Configuration Reference

This page documents all configuration parameters available in SyNG-BTS.

Available Models

SyNG-BTS supports several deep generative models for data augmentation:

Supported Models

Model Code

Description

VAE1-10

Variational Autoencoder with 1:10 reconstruction/KL loss ratio

VAE1-20

VAE with 1:20 loss ratio

CVAE1-10

Conditional VAE with 1:10 loss ratio

CVAE1-20

Conditional VAE with 1:20 loss ratio

GAN

Generative Adversarial Network

WGANGP

Wasserstein GAN with Gradient Penalty

maf

Masked Autoregressive Flow

Common Parameters

These parameters are shared across all experiment functions (generate, pilot_study, transfer):

Data Parameters

Parameter

Type

Description

data

DataFrame, str, or Path

Input data — a pandas DataFrame, a path to a CSV file, or the name of a bundled dataset (e.g. "SKCMPositive_4").

**DATA TO USE:**
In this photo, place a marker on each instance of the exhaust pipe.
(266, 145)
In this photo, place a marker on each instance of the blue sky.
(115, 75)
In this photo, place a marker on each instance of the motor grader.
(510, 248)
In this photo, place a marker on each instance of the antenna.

**TO DO:**
A - Reproduce the whole configuration reference word for word.
B - Display each line of the listing that contains the string "marker". Case counts.
The configuration reference and the listing have nothing to do with each other.

**SOLUTIONS TO THE PROBLEMS:**
A -
Configuration Reference

This page documents all configuration parameters available in SyNG-BTS.

Available Models

SyNG-BTS supports several deep generative models for data augmentation:

Supported Models

Model Code

Description

VAE1-10

Variational Autoencoder with 1:10 reconstruction/KL loss ratio

VAE1-20

VAE with 1:20 loss ratio

CVAE1-10

Conditional VAE with 1:10 loss ratio

CVAE1-20

Conditional VAE with 1:20 loss ratio

GAN

Generative Adversarial Network

WGANGP

Wasserstein GAN with Gradient Penalty

maf

Masked Autoregressive Flow

Common Parameters

These parameters are shared across all experiment functions (generate, pilot_study, transfer):

Data Parameters

Parameter

Type

Description

data

DataFrame, str, or Path

Input data — a pandas DataFrame, a path to a CSV file, or the name of a bundled dataset (e.g. "SKCMPositive_4").

B -
In this photo, place a marker on each instance of the exhaust pipe.
In this photo, place a marker on each instance of the blue sky.
In this photo, place a marker on each instance of the motor grader.
In this photo, place a marker on each instance of the antenna.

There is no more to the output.